* _THE PROBLEM_
Arrange the records below as a Markdown table with two columns, Row and Record. Give each line its own numbered row, and leave out blank lines.

━━━━

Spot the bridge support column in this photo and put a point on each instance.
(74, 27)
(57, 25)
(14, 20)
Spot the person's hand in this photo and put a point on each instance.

━━━━

* _RESPONSE TO THE TASK_
| Row | Record |
|---|---|
| 1 | Spot the bridge support column in this photo and put a point on each instance. |
| 2 | (74, 27) |
| 3 | (57, 25) |
| 4 | (14, 20) |
| 5 | Spot the person's hand in this photo and put a point on each instance. |